--- START ---

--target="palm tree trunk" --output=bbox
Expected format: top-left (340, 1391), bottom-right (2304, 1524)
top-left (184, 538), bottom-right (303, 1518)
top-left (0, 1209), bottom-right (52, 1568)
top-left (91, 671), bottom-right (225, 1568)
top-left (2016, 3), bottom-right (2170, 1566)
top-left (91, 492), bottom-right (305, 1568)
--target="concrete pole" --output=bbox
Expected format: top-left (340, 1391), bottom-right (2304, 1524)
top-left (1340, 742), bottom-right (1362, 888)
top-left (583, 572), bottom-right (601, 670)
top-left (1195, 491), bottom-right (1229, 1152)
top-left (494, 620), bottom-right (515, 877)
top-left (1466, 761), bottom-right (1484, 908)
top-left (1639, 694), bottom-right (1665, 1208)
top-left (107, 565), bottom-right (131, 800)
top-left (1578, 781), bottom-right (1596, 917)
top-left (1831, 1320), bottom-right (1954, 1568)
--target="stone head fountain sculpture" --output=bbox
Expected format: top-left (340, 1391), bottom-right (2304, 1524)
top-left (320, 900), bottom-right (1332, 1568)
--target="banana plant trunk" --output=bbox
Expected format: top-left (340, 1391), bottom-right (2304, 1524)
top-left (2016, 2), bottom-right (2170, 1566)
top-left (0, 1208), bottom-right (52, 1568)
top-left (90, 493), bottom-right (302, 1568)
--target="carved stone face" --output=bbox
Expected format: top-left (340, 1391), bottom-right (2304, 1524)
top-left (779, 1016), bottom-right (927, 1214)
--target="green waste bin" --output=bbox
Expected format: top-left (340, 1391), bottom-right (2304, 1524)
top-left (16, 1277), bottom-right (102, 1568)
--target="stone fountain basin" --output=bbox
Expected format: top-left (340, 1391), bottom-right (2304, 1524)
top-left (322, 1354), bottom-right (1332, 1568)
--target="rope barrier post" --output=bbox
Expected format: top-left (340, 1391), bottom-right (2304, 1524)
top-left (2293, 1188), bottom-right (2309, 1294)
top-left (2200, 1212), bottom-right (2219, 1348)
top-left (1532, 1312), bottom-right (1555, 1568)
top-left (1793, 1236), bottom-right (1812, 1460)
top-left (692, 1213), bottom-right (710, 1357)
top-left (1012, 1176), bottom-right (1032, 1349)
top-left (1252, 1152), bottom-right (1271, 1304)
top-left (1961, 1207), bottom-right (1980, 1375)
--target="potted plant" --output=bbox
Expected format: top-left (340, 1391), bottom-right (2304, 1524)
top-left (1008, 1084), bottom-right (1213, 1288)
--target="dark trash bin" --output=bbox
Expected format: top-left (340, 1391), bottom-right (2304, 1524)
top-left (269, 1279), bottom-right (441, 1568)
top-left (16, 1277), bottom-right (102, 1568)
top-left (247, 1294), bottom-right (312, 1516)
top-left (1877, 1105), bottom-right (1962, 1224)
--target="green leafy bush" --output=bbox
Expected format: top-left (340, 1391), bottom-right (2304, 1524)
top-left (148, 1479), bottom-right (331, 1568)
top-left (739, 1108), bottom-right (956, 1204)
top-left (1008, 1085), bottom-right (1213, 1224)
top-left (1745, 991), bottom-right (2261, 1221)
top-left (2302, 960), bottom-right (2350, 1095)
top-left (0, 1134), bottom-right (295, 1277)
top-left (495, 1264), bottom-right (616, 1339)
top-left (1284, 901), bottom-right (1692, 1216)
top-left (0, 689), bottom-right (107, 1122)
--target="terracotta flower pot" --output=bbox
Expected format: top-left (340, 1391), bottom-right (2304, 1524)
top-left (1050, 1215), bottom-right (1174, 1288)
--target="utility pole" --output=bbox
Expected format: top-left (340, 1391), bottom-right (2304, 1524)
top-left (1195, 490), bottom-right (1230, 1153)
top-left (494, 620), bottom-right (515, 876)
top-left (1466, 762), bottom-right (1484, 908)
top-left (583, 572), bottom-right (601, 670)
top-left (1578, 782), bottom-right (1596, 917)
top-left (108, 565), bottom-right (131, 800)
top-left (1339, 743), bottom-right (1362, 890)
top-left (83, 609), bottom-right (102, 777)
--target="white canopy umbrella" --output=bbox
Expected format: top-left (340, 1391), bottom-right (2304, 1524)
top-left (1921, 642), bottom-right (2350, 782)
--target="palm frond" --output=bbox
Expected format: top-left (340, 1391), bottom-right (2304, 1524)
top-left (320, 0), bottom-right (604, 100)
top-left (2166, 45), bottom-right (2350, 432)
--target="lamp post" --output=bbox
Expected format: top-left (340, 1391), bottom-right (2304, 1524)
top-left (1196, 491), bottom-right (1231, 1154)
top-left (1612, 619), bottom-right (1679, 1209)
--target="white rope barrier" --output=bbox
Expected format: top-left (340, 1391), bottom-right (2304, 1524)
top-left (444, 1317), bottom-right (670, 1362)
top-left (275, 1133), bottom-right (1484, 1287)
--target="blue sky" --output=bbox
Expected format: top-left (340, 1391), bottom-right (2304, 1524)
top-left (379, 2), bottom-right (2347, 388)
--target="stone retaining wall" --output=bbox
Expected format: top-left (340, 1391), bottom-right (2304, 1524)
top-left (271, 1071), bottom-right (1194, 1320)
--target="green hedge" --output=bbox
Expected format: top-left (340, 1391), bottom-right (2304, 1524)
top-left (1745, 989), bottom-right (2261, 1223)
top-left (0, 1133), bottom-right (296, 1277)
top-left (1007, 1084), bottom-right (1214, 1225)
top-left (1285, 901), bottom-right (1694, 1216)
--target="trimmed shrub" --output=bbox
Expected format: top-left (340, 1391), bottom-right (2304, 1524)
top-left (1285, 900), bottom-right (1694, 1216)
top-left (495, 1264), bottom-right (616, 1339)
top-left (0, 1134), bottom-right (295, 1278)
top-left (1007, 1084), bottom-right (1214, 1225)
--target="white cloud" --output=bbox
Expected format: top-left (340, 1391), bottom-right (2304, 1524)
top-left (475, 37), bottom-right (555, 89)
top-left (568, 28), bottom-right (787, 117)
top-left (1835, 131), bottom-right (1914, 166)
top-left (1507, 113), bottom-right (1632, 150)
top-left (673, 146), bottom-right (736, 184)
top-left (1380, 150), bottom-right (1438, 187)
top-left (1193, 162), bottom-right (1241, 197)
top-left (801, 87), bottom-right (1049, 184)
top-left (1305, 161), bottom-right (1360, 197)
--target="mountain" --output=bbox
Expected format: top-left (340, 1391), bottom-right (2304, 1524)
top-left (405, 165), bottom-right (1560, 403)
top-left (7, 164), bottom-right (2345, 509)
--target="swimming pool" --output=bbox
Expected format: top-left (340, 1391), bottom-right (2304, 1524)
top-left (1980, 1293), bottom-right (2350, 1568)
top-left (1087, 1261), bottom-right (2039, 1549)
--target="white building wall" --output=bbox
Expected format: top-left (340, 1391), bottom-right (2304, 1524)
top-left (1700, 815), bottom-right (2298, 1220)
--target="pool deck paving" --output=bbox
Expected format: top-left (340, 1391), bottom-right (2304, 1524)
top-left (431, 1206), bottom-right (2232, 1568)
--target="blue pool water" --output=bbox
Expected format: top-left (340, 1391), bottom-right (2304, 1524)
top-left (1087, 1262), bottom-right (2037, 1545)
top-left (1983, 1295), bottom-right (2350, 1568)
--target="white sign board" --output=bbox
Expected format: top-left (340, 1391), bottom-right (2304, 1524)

--- END ---

**Task brief:**
Go through the entries above and reproduce each one exactly.

**Solution:**
--target="palm tree trunk" --output=bbox
Expected format: top-left (340, 1391), bottom-right (2304, 1524)
top-left (184, 538), bottom-right (303, 1518)
top-left (0, 1209), bottom-right (52, 1568)
top-left (91, 671), bottom-right (225, 1568)
top-left (2016, 3), bottom-right (2170, 1566)
top-left (91, 492), bottom-right (305, 1568)
--target="concrete pole" --output=bbox
Expected format: top-left (340, 1391), bottom-right (2304, 1524)
top-left (1340, 742), bottom-right (1362, 888)
top-left (583, 572), bottom-right (601, 670)
top-left (1195, 491), bottom-right (1229, 1152)
top-left (494, 620), bottom-right (515, 877)
top-left (1466, 761), bottom-right (1484, 908)
top-left (1639, 694), bottom-right (1665, 1208)
top-left (107, 565), bottom-right (131, 800)
top-left (1578, 781), bottom-right (1596, 917)
top-left (1831, 1320), bottom-right (1954, 1568)
--target="stone head fountain sculpture" --output=bbox
Expected format: top-left (340, 1391), bottom-right (2304, 1524)
top-left (320, 900), bottom-right (1332, 1568)
--target="banana plant trunk" --output=bbox
Expected format: top-left (340, 1391), bottom-right (2304, 1524)
top-left (2016, 2), bottom-right (2170, 1566)
top-left (0, 1208), bottom-right (52, 1568)
top-left (90, 493), bottom-right (302, 1568)
--target="carved stone face" --output=bbox
Expected format: top-left (340, 1391), bottom-right (2304, 1524)
top-left (779, 1016), bottom-right (927, 1214)
--target="green waste bin" --output=bbox
Expected format: top-left (340, 1391), bottom-right (2304, 1524)
top-left (16, 1277), bottom-right (102, 1568)
--target="stone fountain basin" --output=bbox
Expected format: top-left (340, 1391), bottom-right (2304, 1524)
top-left (322, 1354), bottom-right (1332, 1568)
--target="rope barrier post" --output=bbox
Expected format: top-left (340, 1391), bottom-right (2304, 1524)
top-left (2293, 1188), bottom-right (2309, 1294)
top-left (2200, 1212), bottom-right (2219, 1348)
top-left (1532, 1312), bottom-right (1555, 1568)
top-left (1793, 1236), bottom-right (1812, 1460)
top-left (692, 1213), bottom-right (710, 1357)
top-left (1012, 1176), bottom-right (1032, 1349)
top-left (1252, 1152), bottom-right (1271, 1304)
top-left (1961, 1207), bottom-right (1980, 1375)
--target="potted plant" --output=bbox
Expected format: top-left (340, 1391), bottom-right (2304, 1524)
top-left (1008, 1084), bottom-right (1213, 1288)
--target="dark trash bin" --output=bbox
Expected format: top-left (340, 1391), bottom-right (2304, 1524)
top-left (269, 1279), bottom-right (441, 1568)
top-left (16, 1277), bottom-right (102, 1568)
top-left (247, 1294), bottom-right (312, 1516)
top-left (1877, 1105), bottom-right (1962, 1224)
--target="green leafy bush" --output=bbox
Expected format: top-left (340, 1391), bottom-right (2304, 1524)
top-left (148, 1479), bottom-right (331, 1568)
top-left (739, 1108), bottom-right (956, 1204)
top-left (1008, 1085), bottom-right (1213, 1224)
top-left (1745, 991), bottom-right (2261, 1221)
top-left (2302, 960), bottom-right (2350, 1095)
top-left (0, 1134), bottom-right (295, 1277)
top-left (495, 1264), bottom-right (616, 1339)
top-left (1284, 901), bottom-right (1692, 1216)
top-left (0, 689), bottom-right (107, 1122)
--target="terracotta flower pot" --output=bbox
Expected format: top-left (340, 1391), bottom-right (2304, 1524)
top-left (1050, 1215), bottom-right (1174, 1288)
--target="utility pole" --output=bbox
Expected format: top-left (340, 1391), bottom-right (2304, 1524)
top-left (1195, 490), bottom-right (1230, 1153)
top-left (494, 620), bottom-right (515, 876)
top-left (1466, 762), bottom-right (1484, 908)
top-left (583, 572), bottom-right (601, 670)
top-left (1578, 782), bottom-right (1596, 917)
top-left (108, 565), bottom-right (131, 800)
top-left (1339, 743), bottom-right (1362, 890)
top-left (83, 609), bottom-right (102, 777)
--target="white canopy umbrella" --output=bbox
Expected format: top-left (340, 1391), bottom-right (2304, 1524)
top-left (1921, 642), bottom-right (2350, 782)
--target="palm frond" --output=bbox
Expected format: top-left (340, 1391), bottom-right (2304, 1524)
top-left (320, 0), bottom-right (604, 100)
top-left (2166, 45), bottom-right (2350, 432)
--target="lamp post" --output=bbox
Expected format: top-left (340, 1391), bottom-right (2304, 1524)
top-left (1196, 491), bottom-right (1231, 1154)
top-left (1612, 619), bottom-right (1679, 1209)
--target="white rope barrier" --output=bbox
Expected format: top-left (340, 1391), bottom-right (2304, 1524)
top-left (444, 1317), bottom-right (670, 1362)
top-left (275, 1133), bottom-right (1484, 1287)
--target="blue sky" --output=bbox
Expected format: top-left (340, 1391), bottom-right (2304, 1524)
top-left (379, 2), bottom-right (2347, 388)
--target="stone retaining wall" --output=bbox
Expected format: top-left (340, 1391), bottom-right (2304, 1524)
top-left (271, 1071), bottom-right (1194, 1320)
--target="green hedge" --output=bbox
Expected format: top-left (340, 1391), bottom-right (2304, 1524)
top-left (1745, 989), bottom-right (2261, 1223)
top-left (0, 1133), bottom-right (296, 1277)
top-left (1007, 1084), bottom-right (1214, 1225)
top-left (1285, 901), bottom-right (1694, 1216)
--target="trimmed shrub" --output=bbox
Expected format: top-left (340, 1391), bottom-right (2304, 1524)
top-left (1285, 900), bottom-right (1694, 1216)
top-left (495, 1264), bottom-right (616, 1339)
top-left (0, 1134), bottom-right (295, 1278)
top-left (1007, 1084), bottom-right (1214, 1225)
--target="white cloud" --output=bbox
Expected format: top-left (340, 1391), bottom-right (2304, 1524)
top-left (475, 37), bottom-right (555, 89)
top-left (568, 28), bottom-right (787, 117)
top-left (1835, 131), bottom-right (1914, 166)
top-left (1507, 113), bottom-right (1632, 150)
top-left (673, 146), bottom-right (736, 184)
top-left (1380, 150), bottom-right (1438, 187)
top-left (1193, 162), bottom-right (1241, 197)
top-left (801, 87), bottom-right (1049, 184)
top-left (1305, 161), bottom-right (1360, 197)
--target="mountain" --output=bbox
Expected format: top-left (340, 1391), bottom-right (2304, 1524)
top-left (405, 165), bottom-right (1560, 403)
top-left (7, 164), bottom-right (2345, 509)
--target="swimming pool" --output=bbox
Expected format: top-left (340, 1391), bottom-right (2304, 1524)
top-left (1980, 1293), bottom-right (2350, 1568)
top-left (1087, 1261), bottom-right (2039, 1549)
--target="white building wall" --output=bbox
Expected format: top-left (340, 1391), bottom-right (2304, 1524)
top-left (1700, 815), bottom-right (2298, 1220)
--target="pool deck paving" --output=bbox
Expected format: top-left (340, 1391), bottom-right (2304, 1524)
top-left (431, 1206), bottom-right (2232, 1568)
--target="blue pool water" --output=bbox
Expected format: top-left (340, 1391), bottom-right (2304, 1524)
top-left (1087, 1262), bottom-right (2037, 1545)
top-left (1983, 1295), bottom-right (2350, 1568)
--target="white sign board" --output=bbox
Expected format: top-left (340, 1391), bottom-right (2304, 1524)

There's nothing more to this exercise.